==== Extrait de page ====

Notre contribution en témoigne, notre motion devra l'affirmer davantage : le Nouveau Parti socialiste doit incarner par ses actes et ses engagements le renouveau démocratique, dans le pays, mais aussi dans le Parti socialiste où nous sommes, c'est vrai, seuls à porter cet espoir.

Nous proposons un vigoureux programme de rupture avec la démocratie confisquée. C'est la VIème République

La VIème république, c'est d'abord une nouvelle constitution, mais c'est surtout un projet global, qui s'étend à la démocratie sociale et à la République européenne.
C'est une réponse constitutionnelle, mais c'est surtout une réponse politique. C'est un nouveau contrat démocratique qui ne vise pas seulement à réorganiser les pouvoirs, mais surtout à partager le pouvoir dans la Cité.

 La VIème République, c'est la République à retrouver
Une démocratie parlementaire refondée n'est possible que si le Premier ministre assume l'essentiel des pouvoirs de l'exécutif, s'il est responsable devant l'Assemblée nationale, s'il a l'initiative de la loi et les moyens d'en contrôler l'exécution, si les députés détenteurs d'un mandat unique sont disponibles pour assumer pleinement ces nouvelles responsabilités.
Pour qu'on ne puisse plus jamais dire que les majorités et les hommes passent, et que le système reste.

====

Consigne 1
Recopiez dans l'extrait le passage qui va de « La VIème République, c'est la » jusqu'à « ces nouvelles responsabilités. » inclus.
Consigne 2
Selon l'extrait, à quelles conditions une démocratie parlementaire refondée est-elle possible ? Donnez-les toutes.
Les données placées après l'extrait n'ont aucun rapport avec lui.

==== Données enregistrées ====

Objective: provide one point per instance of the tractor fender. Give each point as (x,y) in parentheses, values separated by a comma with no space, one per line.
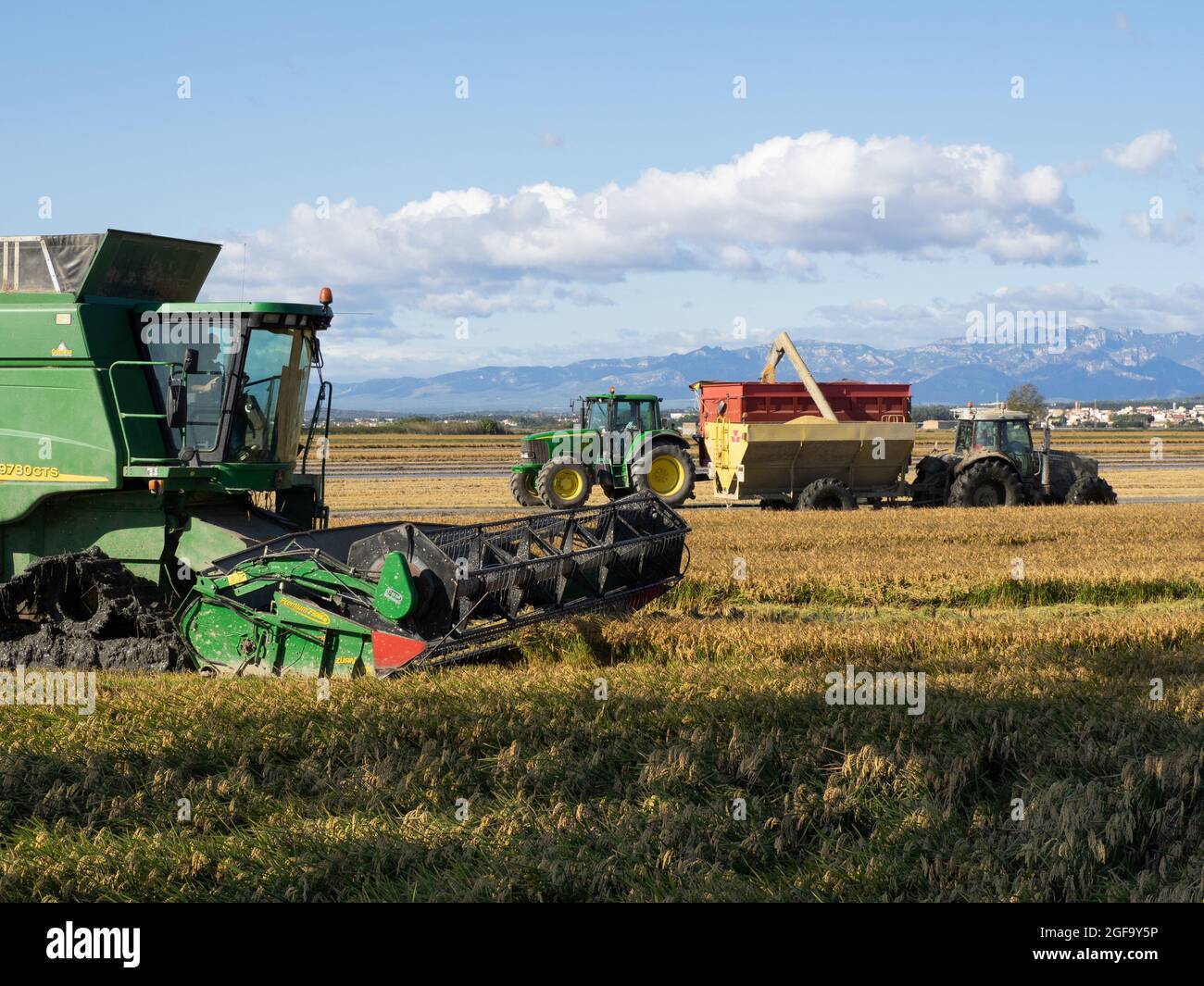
(658,438)
(983,456)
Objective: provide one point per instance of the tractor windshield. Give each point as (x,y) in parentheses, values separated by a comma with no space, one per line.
(266,421)
(600,416)
(639,416)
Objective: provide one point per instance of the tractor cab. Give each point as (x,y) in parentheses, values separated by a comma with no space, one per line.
(1006,432)
(621,412)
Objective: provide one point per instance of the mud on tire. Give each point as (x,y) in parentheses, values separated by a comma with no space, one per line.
(826,495)
(670,474)
(986,484)
(564,484)
(1091,489)
(85,610)
(522,489)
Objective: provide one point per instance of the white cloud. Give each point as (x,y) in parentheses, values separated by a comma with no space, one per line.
(771,211)
(1142,155)
(879,323)
(1176,231)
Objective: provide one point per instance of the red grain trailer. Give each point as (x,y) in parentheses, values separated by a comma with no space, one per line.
(753,402)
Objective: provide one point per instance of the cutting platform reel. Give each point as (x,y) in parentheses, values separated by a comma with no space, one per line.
(421,595)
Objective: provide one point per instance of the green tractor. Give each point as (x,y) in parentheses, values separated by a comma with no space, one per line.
(159,450)
(994,464)
(621,443)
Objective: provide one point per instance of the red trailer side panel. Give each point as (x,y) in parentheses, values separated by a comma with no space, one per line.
(751,401)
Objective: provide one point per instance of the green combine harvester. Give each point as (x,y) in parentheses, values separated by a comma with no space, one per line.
(144,431)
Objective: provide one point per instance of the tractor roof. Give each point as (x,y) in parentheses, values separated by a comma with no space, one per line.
(990,414)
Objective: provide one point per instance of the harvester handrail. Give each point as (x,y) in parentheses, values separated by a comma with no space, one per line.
(131,459)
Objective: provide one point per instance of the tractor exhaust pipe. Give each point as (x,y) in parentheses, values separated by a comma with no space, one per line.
(1046,456)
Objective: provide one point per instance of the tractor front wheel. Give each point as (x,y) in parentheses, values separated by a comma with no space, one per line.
(1091,489)
(670,474)
(522,489)
(564,484)
(986,484)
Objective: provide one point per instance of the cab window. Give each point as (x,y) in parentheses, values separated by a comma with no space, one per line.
(639,414)
(600,416)
(1016,437)
(985,433)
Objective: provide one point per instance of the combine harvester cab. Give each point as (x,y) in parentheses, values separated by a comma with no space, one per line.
(148,430)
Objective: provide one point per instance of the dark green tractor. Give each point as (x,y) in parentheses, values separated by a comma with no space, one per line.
(621,443)
(994,464)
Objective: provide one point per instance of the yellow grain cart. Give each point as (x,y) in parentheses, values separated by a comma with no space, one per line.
(810,462)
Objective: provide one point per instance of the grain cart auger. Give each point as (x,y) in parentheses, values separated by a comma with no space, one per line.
(420,595)
(156,459)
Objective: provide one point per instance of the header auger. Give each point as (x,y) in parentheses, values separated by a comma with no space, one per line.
(167,433)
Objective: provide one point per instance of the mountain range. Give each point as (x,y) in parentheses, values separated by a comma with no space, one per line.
(1096,364)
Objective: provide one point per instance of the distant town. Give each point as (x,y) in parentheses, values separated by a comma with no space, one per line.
(1167,414)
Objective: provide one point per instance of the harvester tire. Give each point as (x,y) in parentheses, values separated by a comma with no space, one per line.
(1091,489)
(522,489)
(986,484)
(827,495)
(564,484)
(670,474)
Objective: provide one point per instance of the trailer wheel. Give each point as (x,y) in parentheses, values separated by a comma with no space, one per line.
(564,484)
(986,484)
(1091,489)
(522,489)
(670,474)
(827,495)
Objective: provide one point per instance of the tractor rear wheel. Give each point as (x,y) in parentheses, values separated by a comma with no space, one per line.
(986,484)
(522,489)
(1091,489)
(670,474)
(564,484)
(826,495)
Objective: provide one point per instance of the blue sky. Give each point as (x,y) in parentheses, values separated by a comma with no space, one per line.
(309,128)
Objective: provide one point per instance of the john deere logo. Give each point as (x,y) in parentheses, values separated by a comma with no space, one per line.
(308,612)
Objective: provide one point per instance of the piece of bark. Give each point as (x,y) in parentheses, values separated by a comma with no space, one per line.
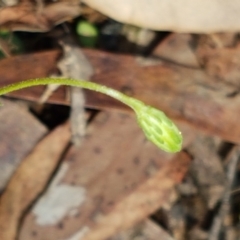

====

Corrigé détaillé 1
La VIème République, c'est la République à retrouver
Une démocratie parlementaire refondée n'est possible que si le Premier ministre assume l'essentiel des pouvoirs de l'exécutif, s'il est responsable devant l'Assemblée nationale, s'il a l'initiative de la loi et les moyens d'en contrôler l'exécution, si les députés détenteurs d'un mandat unique sont disponibles pour assumer pleinement ces nouvelles responsabilités.

Corrigé détaillé 2
- Le Premier ministre assume l'essentiel des pouvoirs de l'exécutif.
- Il est responsable devant l'Assemblée nationale.
- Il a l'initiative de la loi et les moyens d'en contrôler l'exécution.
- Les députés détenteurs d'un mandat unique sont disponibles pour assumer pleinement ces nouvelles responsabilités.